━━━ Given passage ━━━

Compiled by Esther Lanting
What stood out to you about the 2023 Festival? What will you remember?
Joyce Frye, Wilson, WY
“What a wonderful welcome for a first-time participant at ATG! Accordion lovers are clearly an affinity group--if you love the accordion, you're one of us. The time was filled with twice daily workshops--everyone useful, and twice daily concerts of one sort or another-everyone brilliant. Then there were rehearsals for the Festival Orchestra. My eight years of playing saxophone in the school band did not prepare me for twenty measures of repeated oom-pahs; it was easy to get lost, but with careful listening, also possible to pick up again. Challenging and fun. I can't wait for you-tube to become available so I can send the link to friends and say, 'hey, I did that". You'll most definitely see me again next year--hopefully with a new accordion and better prepared!”
Adam Fundak, Aiken, SC
“I highly enjoyed how many younger people attended the festival. The Reunion Island Orchestra enhanced the experience a dramatic amount. In both the concert itself, as well as the additional young competitors, it was very enjoyable.
This year there were a number of competitors in each category. After switching to the Chromatic Accordion this past year, I had much to learn in order to prepare for competition. Under the instruction of Ms. Beverley Fess (ATG Executive Board member) and additional preparation help from my former teacher and grandmother, Diane Young (ATG member), I was ready to compete. I first competed in the open solo category using Minuet from Berenice by Handel, where I was judged by Dr. Herbert Scheibenreif of Austria and Ms. Paula Bechtold of Missouri. Following, I performed Stas Venglevski’s Summer Sunshine for Grayson Masefield and Ms. Amy Jo Sawyer in the contemporary solo category. I earned a superior rating in both categories.
In addition to competing, I was able to enjoy several engaging workshops. The first workshop was held by Frank Busso Jr. introducing “Fake Book Ideas for Soloists and Accompanists.” Another insightful workshop held was Grayson Masefield on “Bellows/Bellow Control.” Other workshops included Ms. Liz Finch speaking about “The Art of Arranging Music” and Anthony Schulz updated us about “The Accordion Downunder and Aural Awareness.”
The highlight of attending the ATG was the concert series. This year we were treated to the Polyphonia Orchestra who traveled from Reunion Island off the coast of Madagascar in the Indian Ocean. The orchestra consisted of young people playing seventeen accordions plus a variety of more traditional orchestra instruments. In addition to performing a magnificent concert, teens from the group also performed in various categories of competition. There were a number of other concerts that were quite entertaining, including Cory Pesaturo, the Kansas City Orchestra, and of course Stas Venglevski. Unfortunately, due to my school changing to year-round-school, I was unable to attend the festival finale performed by Grayson Masefield.

━━━ Provided data ━━━

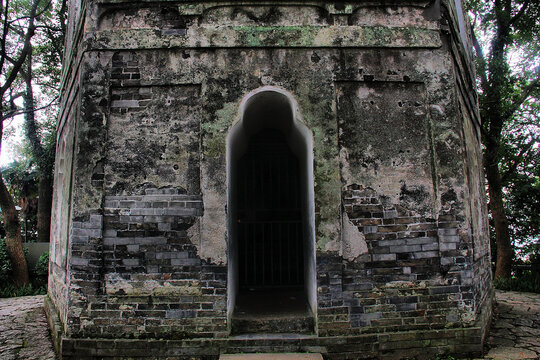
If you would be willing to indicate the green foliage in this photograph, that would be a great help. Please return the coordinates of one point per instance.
(524, 283)
(10, 290)
(38, 284)
(42, 266)
(508, 54)
(5, 263)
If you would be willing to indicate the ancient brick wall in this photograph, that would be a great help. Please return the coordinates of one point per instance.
(142, 245)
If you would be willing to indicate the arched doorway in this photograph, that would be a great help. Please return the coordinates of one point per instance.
(271, 249)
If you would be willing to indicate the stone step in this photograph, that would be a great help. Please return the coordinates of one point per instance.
(283, 356)
(268, 325)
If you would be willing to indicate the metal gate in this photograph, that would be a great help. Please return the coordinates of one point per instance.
(269, 214)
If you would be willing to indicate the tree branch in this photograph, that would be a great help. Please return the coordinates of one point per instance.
(520, 12)
(24, 52)
(525, 94)
(518, 159)
(23, 111)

━━━

**Written exercise 1:** In the accordion festival passage, where did the Polyphonia Orchestra travel from?
**Written exercise 2:** Reproduce the accordion festival passage word for word, from "This year there" up to and including "in both categories.".
**Written exercise 3:** Carry the accordion festival passage forward, writing what comes after its final sentence.
The listing is separate material and has no connection to the accordion festival passage.

**Exercise response 1:** Reunion Island, off the coast of Madagascar in the Indian Ocean.

**Exercise response 2:**
This year there were a number of competitors in each category. After switching to the Chromatic Accordion this past year, I had much to learn in order to prepare for competition. Under the instruction of Ms. Beverley Fess (ATG Executive Board member) and additional preparation help from my former teacher and grandmother, Diane Young (ATG member), I was ready to compete. I first competed in the open solo category using Minuet from Berenice by Handel, where I was judged by Dr. Herbert Scheibenreif of Austria and Ms. Paula Bechtold of Missouri. Following, I performed Stas Venglevski’s Summer Sunshine for Grayson Masefield and Ms. Amy Jo Sawyer in the contemporary solo category. I earned a superior rating in both categories.

**Exercise response 3:**
Paula Bechtold, Springfield, MO
“We just experienced the ATG 2023 Festival, and the memories are many and great to say the least! Being able to reunite with so many of our old friends, as well as meeting and making new friends helped make it so memorable. I enjoyed the constant activities provided by the wonderful workshops and competitions. The entertainment at the luncheon and banquet really helped continue the joyful atmosphere of the event. The Concerts each evening were most enjoyable. We loved seeing the Chicagoland orchestra and how they have progressed, as well as all those inspiring young people from the Reunion Islands. It seems every year Stas Venglevski finds new ways to entertain and delight us. This year was no exception. His duet concert with Nathanial Holman on the marimba was wonderful! The UMKC Ensemble simply wowed us with their virtuosity and engaging selections. And Grayson Masefield capped off the festival with his inspiring concert. My most cherished memory from the festival was playing in the Festival orchestra with Joan Sommers and so many wonderful musicians, on that beautiful stage at Wheaton College. Many thanks to all the Board members who worked so hard to make this event a great success!”
Beatrice Makdah, Verona, WI
This year's ATG Festival was very enjoyable. I was particularly impressed with all of the young people who participated. Between the many children who competed and the Polyphonia Orchestra from the Reunion Island, it was truly inspiring. Their hard work and enthusiasm for the accordion is remarkable. Additionally, the enthusiasm and good spirit of the performers, workshop presenters, and attendees created an unforgettable experience for all. Having participated in the Festival Orchestra and a few other ensembles, I'm looking forward to playing again in next year's Festival Orchestra in Kansas City.
Gordon Kohl, Chula Vista, CA
For me, the highlight of the festival was playing at the banquet and in the orchestra. I would like to see some off time put in each day so people can see the sights.
Heather Masefield, Milford, Auckland, New Zealand
“My Brother Harley, and my two children Amber and Grayson and I arrived back to Chicago (we had return airfares from our city of Auckland New Zealand to Chicago) along with Australian Anthony Schulz to attend ATG. I have attended ATG events since 1979 and last was in 2018 so I knew many of the people attending and welcomed making many new friends. I had practised my part for the orchestras, under Maestro Joan Sommers, making use of the zoom rehearsal 2 months out. I roomed with Jane Christison and was grateful she allowed me to use one of her accordions. I enjoyed videoing the workshops, please watch these if you missed them. The last nights performances of the Festival Orchestra in the prestigious Wheaten College Theatre was memorable - great sound. Then it was Graysons turn to play - Gorka Hermosa's new work especially commissioned for him to play at ATG, the video game Dredge, played whilst Grayson played the 4 one minute themes were part of a varied programme. Then it was off to Osh Kosh and for Grayson to perform a fundraiser concert at the Accordion Museum in Superior. Thanks go to all involved with the organisation - very much appreciated”.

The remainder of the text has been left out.